Text excerpt:
>>

965 P.2d 56
1 CA-TX 97-0004Court of Appeals of Arizona, Division One.
Filed March 3, 1998
Appeal from the Arizona Tax Court Cause No. TX 95-00691
The Honorable William J. Schafer, III, Judge
Grant Woods, Attorney General by Kimberly J. Cygan Assistant Attorney General Attorneys for Plaintiff-Appellee.
Snell Wilmer by Janet E. Barton Stephanie R. Derby Attorneys for Defendants-Appellants.
¶ 1 Alexander S. Short and Phyllis M. Short (“the Shorts”) appeal from summary judgment on their claim for a refund of Arizona resident individual income taxes assessed when the Arizona Department of Revenue (“ADOR”) disallowed a tax credit claimed on their 1989 return. The claimed credit was for “net income taxes imposed by and paid to another state or country on income taxable under this chapter . . . .” Ariz. Rev. Stat. Ann. (“A.R.S.”) § 43-1071(A) (Supp. 1997) (“§ 43-1071(A)”). We must decide whether the tax court erred by ruling that the Canadian income tax withheld from Mr. Short’s Canadian military pension in 1989 did not qualify the Shorts for that credit. For the reasons that follow, we affirm the tax court.
FACTS AND PROCEDURAL HISTORY
¶ 2 In 1989, the Shorts resided in Arizona. During that year, the Canadian government paid military pension benefits to Mr. Short. As required by section 215(1) of Part XIII of the Canadian Income Tax Act, the Canadian government withheld from each pension payment certain taxes on Canadian-source income imposed on nonresidents of Canada under section 212(1)(h) of Part XIII.
¶ 3 The Shorts had the option to avoid these taxes by electing, pursuant to section 217 of Part XIII, to file a return and be taxed instead under Part I of the Canadian Income Tax Act, entitled “Income Tax.” They chose not to do so.
¶ 4 In completing their 1989 Arizona return, the Shorts deducted Mr. Short’s total 1989 Canadian military pension benefits of $20,481.21 from their actual federal adjusted gross income of $58,845.80. Their resulting federal adjusted gross income was $38,364.59.
¶ 5 ADOR disallowed the deduction and assessed the Shorts $2,188.41 for additional taxes, a ten percent late payment penalty, and interest. The Shorts paid the assessment and filed a protest, contending that they were entitled to a credit against their Arizona income tax liability equal to the Canadian tax that was withheld from Mr. Short’s pension. ADOR prevailed on the protest.
¶ 6 On appeal, Division Two of the State Board of Tax Appeals ruled for the Shorts. ADOR therefore appealed to the tax court. On cross-motions for summary judgment, the tax court ruled for ADOR. It held:
The issue . . . is whether “net income taxes imposed” means the taxpayer gets a credit only when Canada imposes its tax on net income.

<<

Recorded data:
>>

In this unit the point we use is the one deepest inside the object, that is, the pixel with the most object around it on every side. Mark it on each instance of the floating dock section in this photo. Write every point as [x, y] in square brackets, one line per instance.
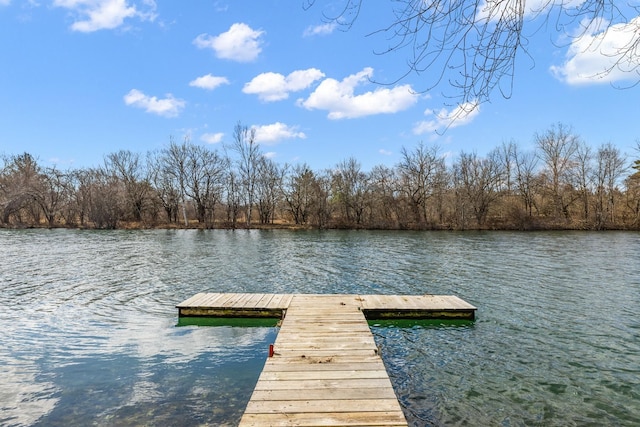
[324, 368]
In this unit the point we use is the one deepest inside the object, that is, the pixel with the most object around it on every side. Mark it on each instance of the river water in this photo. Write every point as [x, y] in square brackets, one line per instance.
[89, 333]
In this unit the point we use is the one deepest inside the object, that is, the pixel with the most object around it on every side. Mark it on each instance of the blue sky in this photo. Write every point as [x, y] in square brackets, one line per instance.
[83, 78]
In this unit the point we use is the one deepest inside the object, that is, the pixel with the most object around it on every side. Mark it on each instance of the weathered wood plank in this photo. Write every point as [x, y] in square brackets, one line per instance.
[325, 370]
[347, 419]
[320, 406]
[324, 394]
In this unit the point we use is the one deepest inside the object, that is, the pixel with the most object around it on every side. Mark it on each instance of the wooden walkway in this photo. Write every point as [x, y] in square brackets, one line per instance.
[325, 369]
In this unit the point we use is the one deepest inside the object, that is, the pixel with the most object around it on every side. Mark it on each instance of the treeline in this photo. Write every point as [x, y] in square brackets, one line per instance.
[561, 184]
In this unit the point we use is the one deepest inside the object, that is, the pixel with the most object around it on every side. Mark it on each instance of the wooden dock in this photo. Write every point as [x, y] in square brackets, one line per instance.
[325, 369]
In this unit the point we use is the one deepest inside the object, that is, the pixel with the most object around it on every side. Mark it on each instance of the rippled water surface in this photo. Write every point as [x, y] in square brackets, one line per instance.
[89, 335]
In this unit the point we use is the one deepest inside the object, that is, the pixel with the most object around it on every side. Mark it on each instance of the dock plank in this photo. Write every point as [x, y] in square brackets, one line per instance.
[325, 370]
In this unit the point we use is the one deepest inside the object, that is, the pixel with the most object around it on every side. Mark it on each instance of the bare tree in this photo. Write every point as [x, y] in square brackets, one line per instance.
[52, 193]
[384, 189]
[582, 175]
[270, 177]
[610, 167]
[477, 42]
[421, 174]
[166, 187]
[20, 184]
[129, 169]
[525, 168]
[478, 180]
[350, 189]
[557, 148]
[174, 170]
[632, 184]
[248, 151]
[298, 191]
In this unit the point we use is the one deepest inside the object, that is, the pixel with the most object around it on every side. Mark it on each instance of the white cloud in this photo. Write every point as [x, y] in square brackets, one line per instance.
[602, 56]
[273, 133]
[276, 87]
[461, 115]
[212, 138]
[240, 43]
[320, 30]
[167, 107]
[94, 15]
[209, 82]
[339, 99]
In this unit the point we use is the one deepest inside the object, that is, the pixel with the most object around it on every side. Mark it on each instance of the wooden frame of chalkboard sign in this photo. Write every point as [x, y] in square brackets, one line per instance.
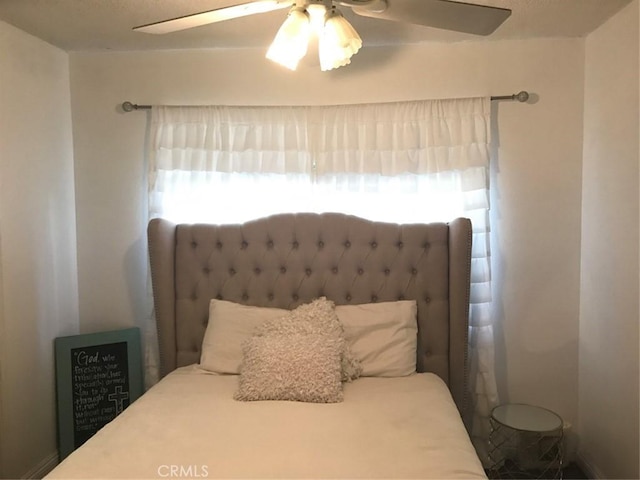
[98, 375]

<<
>>

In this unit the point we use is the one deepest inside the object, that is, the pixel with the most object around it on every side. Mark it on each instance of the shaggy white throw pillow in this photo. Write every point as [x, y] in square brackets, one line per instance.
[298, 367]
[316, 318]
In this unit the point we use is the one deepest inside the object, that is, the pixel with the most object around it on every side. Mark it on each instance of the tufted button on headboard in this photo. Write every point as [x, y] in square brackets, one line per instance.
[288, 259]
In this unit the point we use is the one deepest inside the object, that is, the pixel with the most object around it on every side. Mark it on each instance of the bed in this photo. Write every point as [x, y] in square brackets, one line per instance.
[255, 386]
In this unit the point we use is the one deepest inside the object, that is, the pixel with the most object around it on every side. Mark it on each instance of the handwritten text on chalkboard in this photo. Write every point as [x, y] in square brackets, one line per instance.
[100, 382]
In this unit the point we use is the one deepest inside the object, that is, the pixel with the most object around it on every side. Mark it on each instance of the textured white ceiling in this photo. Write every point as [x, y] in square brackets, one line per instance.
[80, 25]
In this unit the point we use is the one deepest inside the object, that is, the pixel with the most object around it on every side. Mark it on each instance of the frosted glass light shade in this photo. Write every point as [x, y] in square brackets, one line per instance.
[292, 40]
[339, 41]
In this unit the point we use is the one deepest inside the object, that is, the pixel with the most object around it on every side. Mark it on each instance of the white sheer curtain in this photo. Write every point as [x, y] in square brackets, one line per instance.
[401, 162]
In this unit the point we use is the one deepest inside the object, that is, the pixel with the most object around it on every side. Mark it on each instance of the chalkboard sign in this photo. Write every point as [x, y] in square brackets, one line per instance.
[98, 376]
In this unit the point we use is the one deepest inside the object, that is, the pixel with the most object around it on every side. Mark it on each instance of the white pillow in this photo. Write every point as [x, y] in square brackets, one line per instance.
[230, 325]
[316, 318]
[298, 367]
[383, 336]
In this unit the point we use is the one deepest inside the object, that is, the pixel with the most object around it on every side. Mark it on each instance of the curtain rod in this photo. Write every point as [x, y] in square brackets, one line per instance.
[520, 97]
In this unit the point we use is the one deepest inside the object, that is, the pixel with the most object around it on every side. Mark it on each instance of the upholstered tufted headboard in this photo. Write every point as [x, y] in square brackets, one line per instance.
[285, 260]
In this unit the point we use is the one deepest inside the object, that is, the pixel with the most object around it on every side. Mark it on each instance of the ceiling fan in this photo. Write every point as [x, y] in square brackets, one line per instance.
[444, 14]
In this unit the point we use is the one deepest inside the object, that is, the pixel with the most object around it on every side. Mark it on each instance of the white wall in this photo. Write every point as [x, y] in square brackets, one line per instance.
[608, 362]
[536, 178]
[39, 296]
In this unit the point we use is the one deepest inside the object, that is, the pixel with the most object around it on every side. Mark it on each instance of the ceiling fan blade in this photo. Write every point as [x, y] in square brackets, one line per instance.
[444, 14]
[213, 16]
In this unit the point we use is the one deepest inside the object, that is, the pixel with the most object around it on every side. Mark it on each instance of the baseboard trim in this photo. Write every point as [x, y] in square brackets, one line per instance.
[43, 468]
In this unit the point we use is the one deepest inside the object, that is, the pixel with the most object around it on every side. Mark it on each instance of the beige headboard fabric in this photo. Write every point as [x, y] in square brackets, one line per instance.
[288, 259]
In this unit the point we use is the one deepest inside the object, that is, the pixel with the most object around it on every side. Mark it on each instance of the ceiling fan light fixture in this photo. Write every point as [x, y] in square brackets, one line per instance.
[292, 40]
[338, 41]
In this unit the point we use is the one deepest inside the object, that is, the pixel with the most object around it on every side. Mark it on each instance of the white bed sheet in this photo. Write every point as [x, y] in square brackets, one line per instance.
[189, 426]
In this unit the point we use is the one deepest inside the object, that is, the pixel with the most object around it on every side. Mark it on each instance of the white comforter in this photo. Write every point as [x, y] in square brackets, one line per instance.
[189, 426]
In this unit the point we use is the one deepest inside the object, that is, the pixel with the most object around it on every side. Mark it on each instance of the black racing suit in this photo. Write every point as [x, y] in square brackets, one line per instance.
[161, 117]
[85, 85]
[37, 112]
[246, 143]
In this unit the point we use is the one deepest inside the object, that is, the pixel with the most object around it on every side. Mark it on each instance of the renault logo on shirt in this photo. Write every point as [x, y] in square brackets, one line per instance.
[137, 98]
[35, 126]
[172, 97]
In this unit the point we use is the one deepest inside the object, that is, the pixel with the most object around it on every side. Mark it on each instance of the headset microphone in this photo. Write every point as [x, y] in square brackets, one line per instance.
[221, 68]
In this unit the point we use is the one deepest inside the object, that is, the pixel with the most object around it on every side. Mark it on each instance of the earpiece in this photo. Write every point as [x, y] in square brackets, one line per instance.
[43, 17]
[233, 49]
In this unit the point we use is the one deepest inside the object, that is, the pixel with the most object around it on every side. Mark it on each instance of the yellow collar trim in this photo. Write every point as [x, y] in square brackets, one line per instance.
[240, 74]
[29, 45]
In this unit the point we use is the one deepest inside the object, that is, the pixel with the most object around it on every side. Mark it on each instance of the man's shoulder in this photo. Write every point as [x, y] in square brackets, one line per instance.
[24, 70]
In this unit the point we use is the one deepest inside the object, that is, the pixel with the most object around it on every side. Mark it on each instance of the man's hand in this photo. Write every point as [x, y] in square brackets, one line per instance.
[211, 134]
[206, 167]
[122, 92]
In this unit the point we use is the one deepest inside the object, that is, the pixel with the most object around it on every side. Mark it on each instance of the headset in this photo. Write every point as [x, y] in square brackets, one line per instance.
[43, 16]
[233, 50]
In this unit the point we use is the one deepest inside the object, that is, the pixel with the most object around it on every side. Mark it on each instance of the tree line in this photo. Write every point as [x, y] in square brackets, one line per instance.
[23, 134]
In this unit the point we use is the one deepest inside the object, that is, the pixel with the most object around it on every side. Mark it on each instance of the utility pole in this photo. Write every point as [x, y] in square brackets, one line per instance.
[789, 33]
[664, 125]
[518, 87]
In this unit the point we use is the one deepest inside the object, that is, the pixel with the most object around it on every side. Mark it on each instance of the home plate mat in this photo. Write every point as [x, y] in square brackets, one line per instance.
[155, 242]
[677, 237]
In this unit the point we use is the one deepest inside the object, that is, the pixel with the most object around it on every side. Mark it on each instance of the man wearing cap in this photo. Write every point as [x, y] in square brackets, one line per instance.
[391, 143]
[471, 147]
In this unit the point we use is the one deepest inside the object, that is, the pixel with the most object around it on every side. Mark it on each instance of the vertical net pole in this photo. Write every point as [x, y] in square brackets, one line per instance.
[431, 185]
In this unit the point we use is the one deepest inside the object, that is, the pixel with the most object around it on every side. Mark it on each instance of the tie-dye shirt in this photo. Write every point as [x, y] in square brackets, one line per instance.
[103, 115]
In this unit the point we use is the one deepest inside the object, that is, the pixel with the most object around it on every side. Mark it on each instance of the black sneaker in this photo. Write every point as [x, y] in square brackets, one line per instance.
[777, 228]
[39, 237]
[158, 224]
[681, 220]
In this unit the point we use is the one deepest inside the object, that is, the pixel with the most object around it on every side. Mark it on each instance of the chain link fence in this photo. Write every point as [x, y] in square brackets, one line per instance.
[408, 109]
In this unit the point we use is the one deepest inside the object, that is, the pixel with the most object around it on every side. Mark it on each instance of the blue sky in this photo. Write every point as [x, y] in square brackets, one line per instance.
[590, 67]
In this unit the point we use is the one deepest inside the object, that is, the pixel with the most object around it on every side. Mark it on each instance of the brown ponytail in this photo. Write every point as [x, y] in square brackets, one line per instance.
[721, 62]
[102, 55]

<<

Challenges:
1: Answer these questions about the Arizona tax appeal opinion:
(a) What total amount of Canadian military pension benefits did the Shorts deduct on their 1989 Arizona return?
(b) Which body ruled for the Shorts before ADOR appealed to the tax court?
(c) Under which section of Part XIII could the Shorts have elected to file a return and be taxed under Part I instead?
2: Continue the Arizona tax appeal opinion, starting after its last sentence.

Expected outputs:
1:
(a) $20,481.21
(b) Division Two of the State Board of Tax Appeals
(c) Section 217

2:
The phrase obviously can be read two ways: (1) that a credit is given only when the other country imposes its tax on net income, and (2) a credit is imposed on the net sum the other country ends up taking from the taxpayer (taxes minus credits or refunds given by the other country, which subsection B of A.R.S. § 43-1071 provides for).
Each side maintains that I should read the plain language of the statute in a common sense manner, strive for a sensible construction, avoid absurd results, and come as close as I can to what the legislature intended.
I think I can do that. Unfortunately, there are no Arizona cases that help me. There is a long-standing interpretation by the Department of Revenue reading the statute as #1 above — which shows that at least a cadre of intelligent people think that is a reasonable reading.
And there are also some old California cases that seem to come close to approving such an interpretation.
Considering all of these things, it seems to me that the most reasonable way to read A.R.S. § 43-1071 is that it allows a credit only when the other country imposes its tax on net income.
The Shorts appeal from the judgment entered in accordance with this ruling. We have appellate jurisdiction under A.R.S. section 12-2101(B). The Chief Judge has assigned this appeal to Department T of this court as required by A.R.S. sections 12-120.04(G) and 12-170(C).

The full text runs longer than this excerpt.